BEGIN MATERIAL FOR THE TASK

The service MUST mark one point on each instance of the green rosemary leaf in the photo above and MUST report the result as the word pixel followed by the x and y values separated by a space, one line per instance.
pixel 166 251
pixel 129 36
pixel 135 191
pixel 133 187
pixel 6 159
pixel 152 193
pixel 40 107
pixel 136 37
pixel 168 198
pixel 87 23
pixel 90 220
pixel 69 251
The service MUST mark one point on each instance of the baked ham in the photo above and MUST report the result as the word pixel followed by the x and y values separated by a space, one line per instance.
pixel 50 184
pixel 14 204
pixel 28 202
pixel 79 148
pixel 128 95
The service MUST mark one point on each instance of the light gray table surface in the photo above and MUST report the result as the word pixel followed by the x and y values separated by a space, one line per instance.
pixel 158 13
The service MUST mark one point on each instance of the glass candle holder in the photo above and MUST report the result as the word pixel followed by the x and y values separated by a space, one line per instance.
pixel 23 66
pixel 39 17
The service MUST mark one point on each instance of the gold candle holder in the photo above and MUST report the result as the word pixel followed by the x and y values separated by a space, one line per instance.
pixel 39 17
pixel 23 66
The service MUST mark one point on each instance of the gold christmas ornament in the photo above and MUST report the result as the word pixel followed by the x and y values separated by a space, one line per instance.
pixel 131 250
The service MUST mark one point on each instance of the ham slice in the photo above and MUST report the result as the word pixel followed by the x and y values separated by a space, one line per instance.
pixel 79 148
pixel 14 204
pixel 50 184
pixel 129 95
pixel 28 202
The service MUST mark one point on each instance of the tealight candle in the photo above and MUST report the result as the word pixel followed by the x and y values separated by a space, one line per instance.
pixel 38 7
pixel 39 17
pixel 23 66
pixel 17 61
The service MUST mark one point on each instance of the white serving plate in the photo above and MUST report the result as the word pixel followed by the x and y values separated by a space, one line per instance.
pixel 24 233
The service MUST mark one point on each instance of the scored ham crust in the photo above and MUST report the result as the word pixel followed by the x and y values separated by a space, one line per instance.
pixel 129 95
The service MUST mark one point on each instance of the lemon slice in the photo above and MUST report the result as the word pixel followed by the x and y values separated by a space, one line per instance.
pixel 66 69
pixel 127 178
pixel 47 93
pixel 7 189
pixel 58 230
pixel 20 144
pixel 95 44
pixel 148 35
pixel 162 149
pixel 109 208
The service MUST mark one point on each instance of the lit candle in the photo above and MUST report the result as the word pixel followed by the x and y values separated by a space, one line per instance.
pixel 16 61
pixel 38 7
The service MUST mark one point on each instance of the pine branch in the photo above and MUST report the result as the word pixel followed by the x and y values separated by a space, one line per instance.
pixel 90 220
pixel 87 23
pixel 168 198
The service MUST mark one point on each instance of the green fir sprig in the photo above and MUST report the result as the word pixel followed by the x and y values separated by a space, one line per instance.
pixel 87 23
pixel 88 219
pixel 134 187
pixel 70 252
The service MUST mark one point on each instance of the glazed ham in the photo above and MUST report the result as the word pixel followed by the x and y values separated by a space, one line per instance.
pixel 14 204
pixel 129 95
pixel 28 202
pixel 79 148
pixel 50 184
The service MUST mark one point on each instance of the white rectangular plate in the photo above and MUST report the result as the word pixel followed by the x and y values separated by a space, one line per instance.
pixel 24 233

END MATERIAL FOR THE TASK

| AIM OF THE TASK |
Please rewrite the records as a numbered list, from the line containing "of the pine" through the final line of the records, skipping any blank lines.

| THE OUTPUT |
1. The service MUST mark one point on each instance of the pine branch in the photo above and MUST report the result as the word pixel followed by the x and y values separated by a space, one line per instance.
2. pixel 90 220
3. pixel 87 23
4. pixel 168 198
5. The service MUST mark one point on each instance of the green fir sprig in the photo above and MUST report the result as the word pixel followed by the x and y values separated by a space, one line per instance.
6. pixel 87 23
7. pixel 88 219
8. pixel 134 187
9. pixel 70 252
10. The service MUST mark one point on each instance of the glazed ham in the photo above and MUST report the result as the word pixel followed by the x and y values separated by a space, one line per instance.
11. pixel 14 204
12. pixel 129 95
13. pixel 28 202
14. pixel 79 148
15. pixel 50 184
16. The service MUST mark one point on each instance of the white rectangular plate in the photo above and MUST report the result as the word pixel followed by the x and y values separated by a space, one line per instance.
17. pixel 24 233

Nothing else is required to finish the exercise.